-- start GIVEN PASSAGE --

This formula takes the absolute difference between the scores of the two teams, adds 1, and computes the base-10 logarithm of the result. This value is then cubed and 2 is added to the result to obtain the final value of the point factor.

FIGURE V: Point Factor | Chart by the author

Final Rating Calculation

After adjusting all the necessary variables, an improved formula was developed to calculate the new ranking of each player involved in a game.

Each player’s rating now takes into account their previous rating, the rating of their opponents, the impact of their teammates, their playing history, and the score of the game. This formula ensures that each player is rewarded according to their true performance, taking into account the fairness of each match.

Going off of the previous example, the new formula for player A’s ranking is the following:

This improved formula rewards players based on their actual performance, encourages risk taking and provides a more balanced rating system for both new and experienced players.

Now that we have an Elo algorithm, we can move on to database modeling.

The proposed database model adopts a relational approach, organizing data into interconnected tables through the use of Primary Keys (PKs) and Foreign Keys (FKs). This structured organization facilitates data management and analysis, making PostgreSQL an appropriate choice as the database management system. PKs and FKs help maintain data consistency and minimize redundancy within the database.

-- end GIVEN PASSAGE --
-- start DATA EXCERPT --

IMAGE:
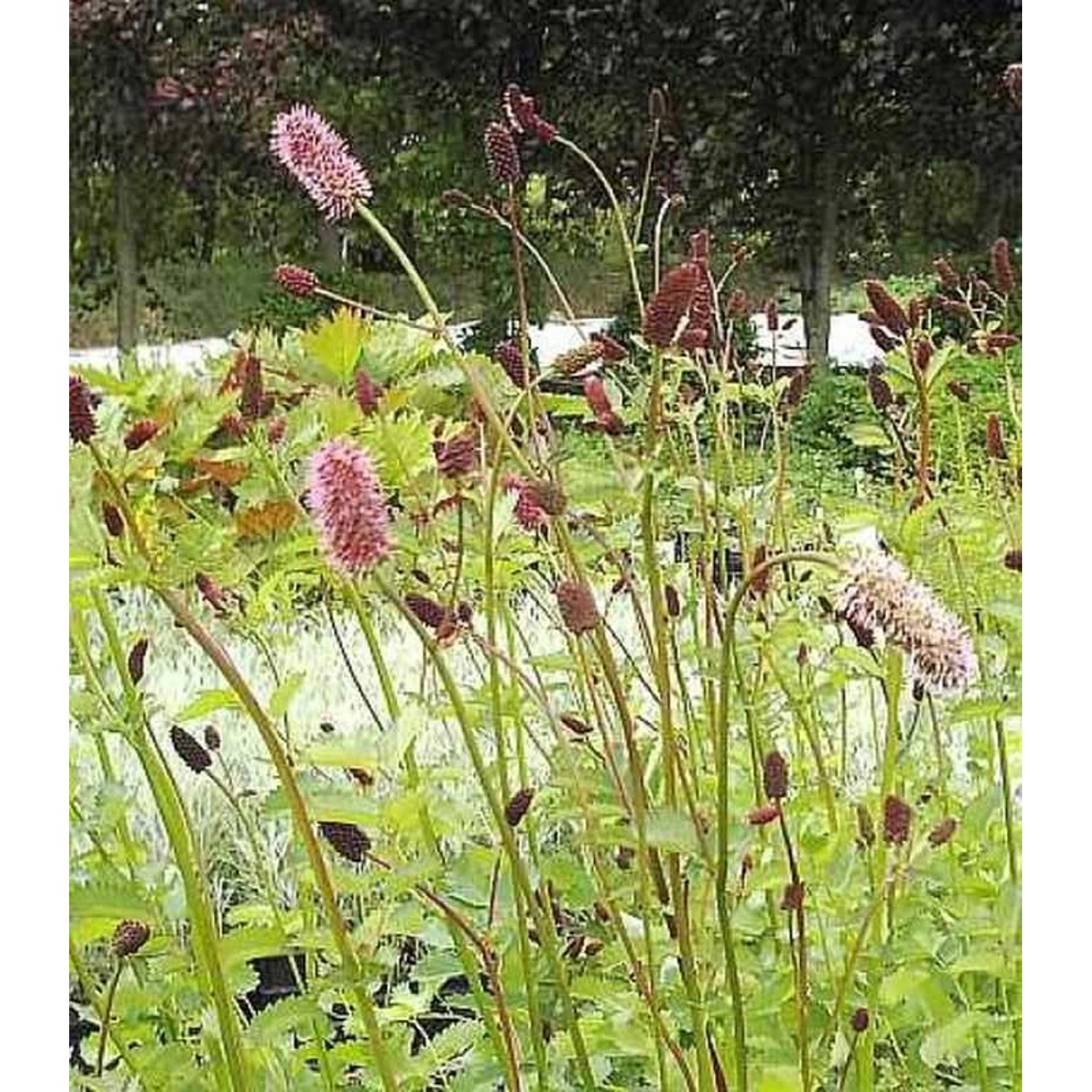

-- end DATA EXCERPT --

Reproduce the entire Elo rating text verbatim. Work only from the Elo rating text, not the data.

This formula takes the absolute difference between the scores of the two teams, adds 1, and computes the base-10 logarithm of the result. This value is then cubed and 2 is added to the result to obtain the final value of the point factor.

FIGURE V: Point Factor | Chart by the author

Final Rating Calculation

After adjusting all the necessary variables, an improved formula was developed to calculate the new ranking of each player involved in a game.

Each player’s rating now takes into account their previous rating, the rating of their opponents, the impact of their teammates, their playing history, and the score of the game. This formula ensures that each player is rewarded according to their true performance, taking into account the fairness of each match.

Going off of the previous example, the new formula for player A’s ranking is the following:

This improved formula rewards players based on their actual performance, encourages risk taking and provides a more balanced rating system for both new and experienced players.

Now that we have an Elo algorithm, we can move on to database modeling.

The proposed database model adopts a relational approach, organizing data into interconnected tables through the use of Primary Keys (PKs) and Foreign Keys (FKs). This structured organization facilitates data management and analysis, making PostgreSQL an appropriate choice as the database management system. PKs and FKs help maintain data consistency and minimize redundancy within the database.